### Arbeitsauftrag a
Beantworte anhand des folgenden Beitrags über Domains und Webspace diese Fragen:
(i) Welchen Betrag nennt der Text als jährlichen Einkaufspreis für eine .de-Domain?
(ii) Welche NIC ist laut Text für .de-Domains zuständig?
(iii) Was stellt diese NIC laut Text bereit?

### Vorliegender Text
+ + +

Hmm..... das ist jetzt so eine Meta Frage, auf die ich nur schwer antworten kann, weil es sehr stark von dem Anbieter des Webspace abhängt. Da der Anbieter des Webspace auch Geld mit dem Domains macht (ich zahle im Einkauf für eine .de Domain pro Jahr "nur" 3,50. Jetzt kannst du den Preis mal mit anderen Anbietern vergleichen und wirst sehen, dass die Preise deutlich drüber liegen. Deshalb glaube ich nicht, dass ein Webhoster sich die Mühe macht, die Domain in die Config einzutragen.

Rein Technisch gesehen ist es aber was ganz anderes. Denn du brauchst eine Domain garnicht erst zu registrieren, damit *du* darauf zugreifen kannst. Ich weiß nicht, in wie weit du dich mit Netzwerken und DNS auskennst, ich will es hier an dieser Stelle auch nicht erklären, aber was die Denic z.B. macht, ist dass die einen Master DNS Server bereitstellen. Und in diesem Master DNS Server wird deine Domain dann eingetragen mit dem Verweis auf einen anderen DNS Server, der dann letztendlich die IP Adresse zu deiner Domain bereitstellt. 

Auch der Begriff "Anbieter" ist hier etwas mehrdeutig. Domains werden bei einer NIC registriert. Für .de Domains ist es z.B. die Denic, egal über welchen "Anbieter" man die Domain registriert hat. Demnach ist es technisch auch kein Problem, dass Domains bei einem anderen Anbieter liegen, als der Webspace.


----------

+ + +

Einträge mit Positionsannotationen:
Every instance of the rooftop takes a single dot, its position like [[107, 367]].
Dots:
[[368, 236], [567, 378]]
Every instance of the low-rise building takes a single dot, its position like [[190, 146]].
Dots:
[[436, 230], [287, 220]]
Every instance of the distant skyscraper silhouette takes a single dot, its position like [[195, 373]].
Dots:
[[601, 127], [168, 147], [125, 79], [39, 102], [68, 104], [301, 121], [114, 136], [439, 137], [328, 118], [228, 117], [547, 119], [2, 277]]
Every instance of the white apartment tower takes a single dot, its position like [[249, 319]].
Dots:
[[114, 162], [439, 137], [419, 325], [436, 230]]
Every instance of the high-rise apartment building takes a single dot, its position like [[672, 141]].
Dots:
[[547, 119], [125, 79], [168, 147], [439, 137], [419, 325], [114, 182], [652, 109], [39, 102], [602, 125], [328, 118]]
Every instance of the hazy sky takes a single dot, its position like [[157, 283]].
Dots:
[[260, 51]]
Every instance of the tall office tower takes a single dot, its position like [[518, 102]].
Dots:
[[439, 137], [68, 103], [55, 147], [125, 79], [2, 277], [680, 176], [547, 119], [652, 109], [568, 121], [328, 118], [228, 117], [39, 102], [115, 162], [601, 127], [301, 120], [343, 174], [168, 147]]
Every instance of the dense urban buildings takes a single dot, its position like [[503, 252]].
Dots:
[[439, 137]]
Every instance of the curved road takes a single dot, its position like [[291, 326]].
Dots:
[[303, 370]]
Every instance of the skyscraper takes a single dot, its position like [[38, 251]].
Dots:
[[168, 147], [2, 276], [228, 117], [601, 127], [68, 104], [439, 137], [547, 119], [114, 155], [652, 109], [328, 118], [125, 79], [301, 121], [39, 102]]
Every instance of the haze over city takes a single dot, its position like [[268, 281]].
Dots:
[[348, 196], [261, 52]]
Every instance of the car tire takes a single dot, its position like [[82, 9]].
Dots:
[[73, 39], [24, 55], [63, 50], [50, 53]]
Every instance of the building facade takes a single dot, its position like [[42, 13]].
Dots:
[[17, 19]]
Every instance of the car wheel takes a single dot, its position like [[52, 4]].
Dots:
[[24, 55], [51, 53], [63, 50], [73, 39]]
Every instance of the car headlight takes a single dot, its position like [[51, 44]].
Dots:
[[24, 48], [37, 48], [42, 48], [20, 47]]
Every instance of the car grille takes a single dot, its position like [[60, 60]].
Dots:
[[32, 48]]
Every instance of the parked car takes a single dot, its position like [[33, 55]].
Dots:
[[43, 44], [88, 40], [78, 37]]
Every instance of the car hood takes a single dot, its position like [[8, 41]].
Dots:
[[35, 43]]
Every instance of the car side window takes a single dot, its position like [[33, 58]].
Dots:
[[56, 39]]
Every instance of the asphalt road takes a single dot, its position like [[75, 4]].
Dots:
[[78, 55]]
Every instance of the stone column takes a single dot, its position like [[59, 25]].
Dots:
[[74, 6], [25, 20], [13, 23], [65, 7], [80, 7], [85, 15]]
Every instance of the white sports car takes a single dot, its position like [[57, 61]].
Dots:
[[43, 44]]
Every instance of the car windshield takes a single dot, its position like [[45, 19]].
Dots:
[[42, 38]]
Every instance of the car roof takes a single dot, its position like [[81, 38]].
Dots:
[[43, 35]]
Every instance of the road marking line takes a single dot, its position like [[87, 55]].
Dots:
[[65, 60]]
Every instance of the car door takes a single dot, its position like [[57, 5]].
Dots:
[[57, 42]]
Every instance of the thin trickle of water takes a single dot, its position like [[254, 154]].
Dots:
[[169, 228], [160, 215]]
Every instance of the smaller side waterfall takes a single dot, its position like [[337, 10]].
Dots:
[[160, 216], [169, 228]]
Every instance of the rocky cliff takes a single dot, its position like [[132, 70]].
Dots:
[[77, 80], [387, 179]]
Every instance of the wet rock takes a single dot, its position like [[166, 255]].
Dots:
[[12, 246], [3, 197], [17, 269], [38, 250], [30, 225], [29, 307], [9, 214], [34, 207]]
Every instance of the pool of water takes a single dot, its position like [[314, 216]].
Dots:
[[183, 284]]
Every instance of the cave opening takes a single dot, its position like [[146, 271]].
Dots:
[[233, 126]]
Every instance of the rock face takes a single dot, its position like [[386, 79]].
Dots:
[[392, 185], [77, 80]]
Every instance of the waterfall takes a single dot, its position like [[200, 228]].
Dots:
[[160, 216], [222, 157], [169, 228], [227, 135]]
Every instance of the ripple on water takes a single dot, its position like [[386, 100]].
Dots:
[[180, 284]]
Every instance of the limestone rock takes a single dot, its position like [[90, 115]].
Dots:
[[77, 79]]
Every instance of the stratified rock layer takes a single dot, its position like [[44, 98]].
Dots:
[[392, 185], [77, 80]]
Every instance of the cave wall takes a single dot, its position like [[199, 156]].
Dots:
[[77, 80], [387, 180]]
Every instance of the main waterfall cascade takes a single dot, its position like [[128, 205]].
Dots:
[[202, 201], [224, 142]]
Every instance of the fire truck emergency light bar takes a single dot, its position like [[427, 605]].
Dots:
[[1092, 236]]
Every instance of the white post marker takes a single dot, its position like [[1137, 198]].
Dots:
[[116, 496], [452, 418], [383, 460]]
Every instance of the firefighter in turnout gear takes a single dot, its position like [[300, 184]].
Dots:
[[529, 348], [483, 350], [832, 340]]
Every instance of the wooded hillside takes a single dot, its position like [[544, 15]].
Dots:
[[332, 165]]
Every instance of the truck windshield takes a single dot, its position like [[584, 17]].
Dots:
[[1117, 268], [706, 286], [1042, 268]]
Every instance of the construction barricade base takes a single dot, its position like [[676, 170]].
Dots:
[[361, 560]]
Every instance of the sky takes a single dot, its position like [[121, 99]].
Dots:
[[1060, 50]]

+ + +

### Arbeitsauftrag b
Gib den Abschnitt der Einträge von der Zeile mit „Every instance of the cave wall“ bis einschließlich der Zeile mit „[[202, 201], [224, 142]]“ als JSON-Liste von Strings wieder. Jede Zeile wird dabei ein eigener String, Leerzeilen entfallen.

### Schriftliche Antwort a
(i) „Nur“ 3,50 pro Jahr.
(ii) Die Denic.
(iii) Sie stellt einen Master-DNS-Server bereit.

### Schriftliche Antwort b
[
  "Every instance of the cave wall takes a single dot, its position like [[199, 156]].",
  "Dots:",
  "[[77, 80], [387, 180]]",
  "Every instance of the main waterfall cascade takes a single dot, its position like [[128, 205]].",
  "Dots:",
  "[[202, 201], [224, 142]]"
]